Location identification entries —
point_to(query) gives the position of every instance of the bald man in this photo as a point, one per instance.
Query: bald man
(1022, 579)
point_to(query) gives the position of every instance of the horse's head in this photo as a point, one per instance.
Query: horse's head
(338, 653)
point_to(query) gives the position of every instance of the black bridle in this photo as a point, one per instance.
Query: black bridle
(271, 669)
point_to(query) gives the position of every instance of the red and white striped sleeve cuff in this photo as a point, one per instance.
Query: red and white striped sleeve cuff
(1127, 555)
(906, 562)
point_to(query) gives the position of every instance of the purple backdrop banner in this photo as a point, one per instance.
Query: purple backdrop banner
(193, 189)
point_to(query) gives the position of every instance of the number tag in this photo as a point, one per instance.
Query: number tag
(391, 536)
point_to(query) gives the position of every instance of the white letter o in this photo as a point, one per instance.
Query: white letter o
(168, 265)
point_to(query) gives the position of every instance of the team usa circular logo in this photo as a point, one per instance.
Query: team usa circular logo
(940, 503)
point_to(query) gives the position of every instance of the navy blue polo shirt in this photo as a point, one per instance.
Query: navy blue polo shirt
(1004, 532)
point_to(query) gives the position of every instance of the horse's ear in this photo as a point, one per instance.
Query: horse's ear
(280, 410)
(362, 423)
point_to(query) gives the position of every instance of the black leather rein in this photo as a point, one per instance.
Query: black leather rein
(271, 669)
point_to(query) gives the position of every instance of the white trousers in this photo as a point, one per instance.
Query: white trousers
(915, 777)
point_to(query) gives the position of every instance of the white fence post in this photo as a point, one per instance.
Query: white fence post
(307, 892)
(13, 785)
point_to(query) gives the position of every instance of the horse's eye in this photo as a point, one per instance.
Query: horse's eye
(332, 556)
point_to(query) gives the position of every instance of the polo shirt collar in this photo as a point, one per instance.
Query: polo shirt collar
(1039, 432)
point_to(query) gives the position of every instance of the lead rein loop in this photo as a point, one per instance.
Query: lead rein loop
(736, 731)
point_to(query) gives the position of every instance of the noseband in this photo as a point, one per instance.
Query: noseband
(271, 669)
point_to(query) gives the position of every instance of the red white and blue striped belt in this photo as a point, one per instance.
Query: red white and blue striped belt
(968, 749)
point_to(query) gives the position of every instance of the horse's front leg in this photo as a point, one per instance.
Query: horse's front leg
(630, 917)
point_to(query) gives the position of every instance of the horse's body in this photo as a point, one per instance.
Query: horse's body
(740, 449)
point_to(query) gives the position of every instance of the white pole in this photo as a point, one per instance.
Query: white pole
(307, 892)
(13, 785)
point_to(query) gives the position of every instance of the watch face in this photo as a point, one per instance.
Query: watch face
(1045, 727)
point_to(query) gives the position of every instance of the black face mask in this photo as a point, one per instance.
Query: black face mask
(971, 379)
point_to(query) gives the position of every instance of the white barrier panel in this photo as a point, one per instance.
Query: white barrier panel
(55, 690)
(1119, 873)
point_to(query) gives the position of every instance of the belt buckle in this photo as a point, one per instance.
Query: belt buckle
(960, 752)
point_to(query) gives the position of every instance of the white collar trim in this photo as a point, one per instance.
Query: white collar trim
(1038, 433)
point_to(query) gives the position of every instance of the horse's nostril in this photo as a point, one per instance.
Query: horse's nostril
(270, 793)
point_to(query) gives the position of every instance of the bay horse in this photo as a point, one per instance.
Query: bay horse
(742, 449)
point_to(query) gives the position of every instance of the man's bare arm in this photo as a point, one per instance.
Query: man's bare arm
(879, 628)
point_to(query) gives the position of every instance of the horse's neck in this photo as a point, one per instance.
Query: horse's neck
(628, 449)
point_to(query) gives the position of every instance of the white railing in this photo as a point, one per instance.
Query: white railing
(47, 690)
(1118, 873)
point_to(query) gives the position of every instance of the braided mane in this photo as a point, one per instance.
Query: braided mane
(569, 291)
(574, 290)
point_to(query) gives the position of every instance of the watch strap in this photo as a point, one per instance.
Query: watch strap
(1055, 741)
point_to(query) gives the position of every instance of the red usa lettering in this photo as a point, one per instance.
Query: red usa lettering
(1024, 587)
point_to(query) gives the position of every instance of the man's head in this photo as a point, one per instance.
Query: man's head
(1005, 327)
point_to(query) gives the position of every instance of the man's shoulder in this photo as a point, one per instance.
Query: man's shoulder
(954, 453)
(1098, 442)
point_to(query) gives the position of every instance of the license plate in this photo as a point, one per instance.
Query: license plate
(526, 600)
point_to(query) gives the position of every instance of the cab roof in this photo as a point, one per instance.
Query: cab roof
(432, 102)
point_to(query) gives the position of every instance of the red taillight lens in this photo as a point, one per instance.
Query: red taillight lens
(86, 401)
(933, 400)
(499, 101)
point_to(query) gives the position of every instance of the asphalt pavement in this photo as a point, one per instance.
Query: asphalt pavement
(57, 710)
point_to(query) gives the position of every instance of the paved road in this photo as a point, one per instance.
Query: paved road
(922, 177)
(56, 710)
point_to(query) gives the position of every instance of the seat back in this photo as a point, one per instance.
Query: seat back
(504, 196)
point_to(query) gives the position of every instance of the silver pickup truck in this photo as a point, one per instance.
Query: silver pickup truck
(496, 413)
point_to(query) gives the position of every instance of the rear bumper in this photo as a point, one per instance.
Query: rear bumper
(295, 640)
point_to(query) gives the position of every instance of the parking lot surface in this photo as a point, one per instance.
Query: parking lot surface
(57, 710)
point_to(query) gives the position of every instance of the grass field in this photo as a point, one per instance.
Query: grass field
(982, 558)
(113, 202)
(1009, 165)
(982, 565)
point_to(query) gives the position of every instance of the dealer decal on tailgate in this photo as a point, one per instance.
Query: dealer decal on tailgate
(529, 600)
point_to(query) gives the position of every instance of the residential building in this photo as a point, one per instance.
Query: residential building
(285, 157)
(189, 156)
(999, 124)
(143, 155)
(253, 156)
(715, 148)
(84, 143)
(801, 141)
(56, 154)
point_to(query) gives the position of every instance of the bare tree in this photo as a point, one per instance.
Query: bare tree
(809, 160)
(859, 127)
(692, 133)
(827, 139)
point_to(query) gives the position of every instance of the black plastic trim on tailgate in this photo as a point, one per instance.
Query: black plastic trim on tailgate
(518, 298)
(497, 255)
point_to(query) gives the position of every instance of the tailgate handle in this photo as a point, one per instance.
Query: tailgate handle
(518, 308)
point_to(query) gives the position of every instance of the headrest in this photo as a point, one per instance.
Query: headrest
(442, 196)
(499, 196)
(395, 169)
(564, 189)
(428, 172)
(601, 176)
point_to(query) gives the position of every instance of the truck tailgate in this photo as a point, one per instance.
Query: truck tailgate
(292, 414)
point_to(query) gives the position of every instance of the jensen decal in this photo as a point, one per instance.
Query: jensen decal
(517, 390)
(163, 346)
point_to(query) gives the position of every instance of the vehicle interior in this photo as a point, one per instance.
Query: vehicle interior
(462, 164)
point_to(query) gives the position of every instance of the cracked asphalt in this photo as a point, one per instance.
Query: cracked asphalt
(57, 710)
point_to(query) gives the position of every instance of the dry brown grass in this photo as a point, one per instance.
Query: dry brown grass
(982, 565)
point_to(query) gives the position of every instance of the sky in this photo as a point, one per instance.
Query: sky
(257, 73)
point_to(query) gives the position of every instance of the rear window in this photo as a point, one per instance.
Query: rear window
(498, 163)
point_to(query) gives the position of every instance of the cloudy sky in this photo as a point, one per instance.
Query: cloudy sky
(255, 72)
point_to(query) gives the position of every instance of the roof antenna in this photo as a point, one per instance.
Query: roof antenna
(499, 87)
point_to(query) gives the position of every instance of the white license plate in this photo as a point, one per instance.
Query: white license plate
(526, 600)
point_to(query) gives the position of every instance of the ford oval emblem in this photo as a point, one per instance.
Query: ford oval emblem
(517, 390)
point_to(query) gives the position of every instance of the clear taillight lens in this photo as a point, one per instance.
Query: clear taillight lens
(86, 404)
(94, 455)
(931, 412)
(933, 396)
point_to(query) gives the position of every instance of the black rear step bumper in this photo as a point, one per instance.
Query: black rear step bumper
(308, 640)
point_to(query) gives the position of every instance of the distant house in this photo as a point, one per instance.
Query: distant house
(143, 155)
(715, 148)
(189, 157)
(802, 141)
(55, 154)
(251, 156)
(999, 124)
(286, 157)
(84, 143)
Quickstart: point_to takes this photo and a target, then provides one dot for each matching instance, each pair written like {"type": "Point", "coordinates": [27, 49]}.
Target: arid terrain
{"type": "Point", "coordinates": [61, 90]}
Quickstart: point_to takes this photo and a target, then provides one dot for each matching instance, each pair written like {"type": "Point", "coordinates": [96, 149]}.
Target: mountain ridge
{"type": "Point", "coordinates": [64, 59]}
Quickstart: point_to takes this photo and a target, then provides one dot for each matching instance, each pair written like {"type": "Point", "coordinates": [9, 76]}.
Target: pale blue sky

TASK DESCRIPTION — In the material above, copy out word for word the lines from the one containing "the horse's front" through the one containing "(1119, 873)", including both of those lines.

EXERCISE RESULT —
point_to(query) gives the position of every instance of the horse's front leg in this photo as a point, one per instance.
Query: horse's front leg
(630, 917)
point_to(query) gives the position of every instance of the horse's body in this photo as a point, one per instance.
Query: horse's body
(740, 449)
point_to(query) gives the position of every instance of the white pole in this photo as a point, one per instance.
Query: white pole
(307, 892)
(13, 785)
point_to(query) gives the position of every instance of the watch face in this photo as a point, one per instance.
Query: watch face
(1045, 727)
point_to(query) gives the position of every instance of the black face mask in this photo as a point, one per instance.
Query: black face mask
(971, 379)
point_to(query) gives the position of every instance of the white barrier panel in this photo as a point, one per instance.
Query: white barrier panel
(55, 690)
(1119, 873)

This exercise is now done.